Die neue Kulturstaatsministerin Christina Weiss im Gespräch über Haushaltsnöte und programmatische Sehnsüchte, über Opernreformen und eine deutsche Filmakademie

Kultur muss sparen wie nie zuvor. Aus zahlreichen Theatern hört man Hiobsbotschaften, die Berliner OpernSpardebatte ist auch noch nicht zu Ende. Können Sie da als Kulturstaatsministerin mit wenig Geld und wenig politischer Macht noch die Stimmung heben?

Ich nehme die schlechten Nachrichten als Bestätigung dafür, wie wichtig Politiker sind, die sich für die Kultur einsetzen. Es stimmt ja nicht, dass kein Geld mehr da ist. Aber die Gerechtigkeit der Verteilung wird durch die Prioritätensetzung beeinflusst – und in den Länder-Parlamenten und Kommunen gibt es immer weniger Politiker, die noch an Kultur denken. Natürlich ist es schrecklich, wenn uns flehentliche Bitten um Finanzhilfen ereilen und wir diese Bitten nicht erfüllen können. Viele Probleme lassen sich mit Geld allerdings nur camouflieren, aber nicht lösen.

Aufgaben »
A - Schreiben Sie aus dem Textauszug den Abschnitt von „Kultur muss sparen“ bis einschließlich „aber nicht lösen.“ unverändert ab.
B - Stimmen diese Aussagen mit dem Textauszug überein? Beantworten Sie jede mit Ja oder Nein und belegen Sie die Antwort mit den entscheidenden Worten des Textes als wörtlichem Zitat.
(i) Laut Christina Weiss ist für die Kultur kein Geld mehr vorhanden.
(ii) In den Länder-Parlamenten und Kommunen gibt es immer weniger Politiker, die an Kultur denken.
(iii) Nach Ansicht von Christina Weiss lassen sich viele Probleme mit Geld lösen.

Bereitgestelltes Material »
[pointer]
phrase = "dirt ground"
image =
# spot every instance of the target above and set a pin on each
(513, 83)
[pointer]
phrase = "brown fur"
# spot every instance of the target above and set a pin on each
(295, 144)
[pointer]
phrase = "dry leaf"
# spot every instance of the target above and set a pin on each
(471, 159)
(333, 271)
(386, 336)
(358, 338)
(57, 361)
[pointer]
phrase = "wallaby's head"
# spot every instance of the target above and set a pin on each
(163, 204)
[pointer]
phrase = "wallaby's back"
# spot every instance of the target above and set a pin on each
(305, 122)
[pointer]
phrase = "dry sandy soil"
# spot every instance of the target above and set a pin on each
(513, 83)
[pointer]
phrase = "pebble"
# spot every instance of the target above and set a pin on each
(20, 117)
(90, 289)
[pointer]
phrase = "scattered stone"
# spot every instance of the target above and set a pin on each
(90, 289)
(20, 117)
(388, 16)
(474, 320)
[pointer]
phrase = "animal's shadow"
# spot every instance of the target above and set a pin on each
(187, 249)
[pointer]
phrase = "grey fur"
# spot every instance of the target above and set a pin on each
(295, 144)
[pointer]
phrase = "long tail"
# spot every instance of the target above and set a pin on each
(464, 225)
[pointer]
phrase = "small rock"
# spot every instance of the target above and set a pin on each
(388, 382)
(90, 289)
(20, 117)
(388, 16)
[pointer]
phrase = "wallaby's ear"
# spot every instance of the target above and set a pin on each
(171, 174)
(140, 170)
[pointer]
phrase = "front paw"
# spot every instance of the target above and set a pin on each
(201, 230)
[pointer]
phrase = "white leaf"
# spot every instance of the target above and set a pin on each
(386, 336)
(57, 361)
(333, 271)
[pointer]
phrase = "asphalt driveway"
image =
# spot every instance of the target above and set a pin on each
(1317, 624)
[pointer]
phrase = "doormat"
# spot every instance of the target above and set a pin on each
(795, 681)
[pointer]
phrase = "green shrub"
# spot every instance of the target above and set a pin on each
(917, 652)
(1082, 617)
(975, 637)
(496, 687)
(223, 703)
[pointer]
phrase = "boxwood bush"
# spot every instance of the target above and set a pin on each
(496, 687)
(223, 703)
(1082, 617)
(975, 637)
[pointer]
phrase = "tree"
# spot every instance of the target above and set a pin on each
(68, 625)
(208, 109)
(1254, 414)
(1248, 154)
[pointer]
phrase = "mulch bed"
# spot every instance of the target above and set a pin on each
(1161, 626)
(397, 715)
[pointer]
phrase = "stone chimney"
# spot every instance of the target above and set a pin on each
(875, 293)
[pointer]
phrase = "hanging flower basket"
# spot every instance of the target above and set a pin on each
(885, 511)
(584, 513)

Ergebnisse der Übung »
A -
Kultur muss sparen wie nie zuvor. Aus zahlreichen Theatern hört man Hiobsbotschaften, die Berliner OpernSpardebatte ist auch noch nicht zu Ende. Können Sie da als Kulturstaatsministerin mit wenig Geld und wenig politischer Macht noch die Stimmung heben?

Ich nehme die schlechten Nachrichten als Bestätigung dafür, wie wichtig Politiker sind, die sich für die Kultur einsetzen. Es stimmt ja nicht, dass kein Geld mehr da ist. Aber die Gerechtigkeit der Verteilung wird durch die Prioritätensetzung beeinflusst – und in den Länder-Parlamenten und Kommunen gibt es immer weniger Politiker, die noch an Kultur denken. Natürlich ist es schrecklich, wenn uns flehentliche Bitten um Finanzhilfen ereilen und wir diese Bitten nicht erfüllen können. Viele Probleme lassen sich mit Geld allerdings nur camouflieren, aber nicht lösen.

B -
(i) Nein: „Es stimmt ja nicht, dass kein Geld mehr da ist.“
(ii) Ja: „in den Länder-Parlamenten und Kommunen gibt es immer weniger Politiker, die noch an Kultur denken“
(iii) Nein: „Viele Probleme lassen sich mit Geld allerdings nur camouflieren, aber nicht lösen.“